Your answer should be the full set of records, printed exactly as they stand.

**RECORDS FOR PROCESSING:**

Start of Block

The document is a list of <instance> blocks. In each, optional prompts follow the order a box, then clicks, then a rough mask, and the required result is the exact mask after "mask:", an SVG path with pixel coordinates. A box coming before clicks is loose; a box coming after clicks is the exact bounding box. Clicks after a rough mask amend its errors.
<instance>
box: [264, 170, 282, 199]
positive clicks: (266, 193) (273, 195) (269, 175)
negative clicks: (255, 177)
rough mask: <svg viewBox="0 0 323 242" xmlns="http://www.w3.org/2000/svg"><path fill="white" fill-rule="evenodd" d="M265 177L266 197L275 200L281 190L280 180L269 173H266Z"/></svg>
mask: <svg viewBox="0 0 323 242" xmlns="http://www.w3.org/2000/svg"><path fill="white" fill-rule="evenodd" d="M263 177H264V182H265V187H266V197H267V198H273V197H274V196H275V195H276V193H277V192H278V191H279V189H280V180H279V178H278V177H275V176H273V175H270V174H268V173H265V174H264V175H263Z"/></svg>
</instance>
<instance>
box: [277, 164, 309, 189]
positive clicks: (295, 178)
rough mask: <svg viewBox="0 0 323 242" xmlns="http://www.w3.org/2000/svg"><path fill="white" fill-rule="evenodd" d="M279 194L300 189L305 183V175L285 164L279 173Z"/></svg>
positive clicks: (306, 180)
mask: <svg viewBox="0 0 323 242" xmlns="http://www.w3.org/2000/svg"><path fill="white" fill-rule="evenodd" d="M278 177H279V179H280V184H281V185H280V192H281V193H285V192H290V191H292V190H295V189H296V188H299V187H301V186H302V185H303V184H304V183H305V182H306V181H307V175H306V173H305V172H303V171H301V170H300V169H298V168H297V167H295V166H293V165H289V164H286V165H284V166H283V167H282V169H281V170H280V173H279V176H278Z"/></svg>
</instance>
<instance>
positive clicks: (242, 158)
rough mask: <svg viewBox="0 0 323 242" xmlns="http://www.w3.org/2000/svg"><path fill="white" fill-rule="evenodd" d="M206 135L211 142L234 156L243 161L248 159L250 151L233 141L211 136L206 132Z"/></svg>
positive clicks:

End of Block

**COMPLETED TASK:**
The document is a list of <instance> blocks. In each, optional prompts follow the order a box, then clicks, then a rough mask, and the required result is the exact mask after "mask:", an SVG path with pixel coordinates. A box coming before clicks is loose; a box coming after clicks is the exact bounding box. Clicks after a rough mask amend its errors.
<instance>
box: [264, 170, 282, 199]
positive clicks: (266, 193) (273, 195) (269, 175)
negative clicks: (255, 177)
rough mask: <svg viewBox="0 0 323 242" xmlns="http://www.w3.org/2000/svg"><path fill="white" fill-rule="evenodd" d="M265 177L266 197L275 200L281 190L280 180L269 173H266Z"/></svg>
mask: <svg viewBox="0 0 323 242" xmlns="http://www.w3.org/2000/svg"><path fill="white" fill-rule="evenodd" d="M263 177H264V182H265V187H266V197H267V198H273V197H274V196H275V195H276V193H277V192H278V191H279V189H280V180H279V178H278V177H275V176H273V175H270V174H268V173H265V174H264V175H263Z"/></svg>
</instance>
<instance>
box: [277, 164, 309, 189]
positive clicks: (295, 178)
rough mask: <svg viewBox="0 0 323 242" xmlns="http://www.w3.org/2000/svg"><path fill="white" fill-rule="evenodd" d="M279 194L300 189L305 183V175L285 164L279 173Z"/></svg>
positive clicks: (306, 180)
mask: <svg viewBox="0 0 323 242" xmlns="http://www.w3.org/2000/svg"><path fill="white" fill-rule="evenodd" d="M278 177H279V179H280V184H281V185H280V192H281V193H285V192H290V191H292V190H295V189H296V188H299V187H301V186H302V185H303V184H304V183H305V182H306V181H307V175H306V173H305V172H303V171H301V170H300V169H298V168H297V167H295V166H293V165H289V164H286V165H284V166H283V167H282V169H281V170H280V173H279V176H278Z"/></svg>
</instance>
<instance>
positive clicks: (242, 158)
rough mask: <svg viewBox="0 0 323 242" xmlns="http://www.w3.org/2000/svg"><path fill="white" fill-rule="evenodd" d="M206 135L211 142L234 156L243 161L248 159L250 151L233 141L211 136L206 132Z"/></svg>
positive clicks:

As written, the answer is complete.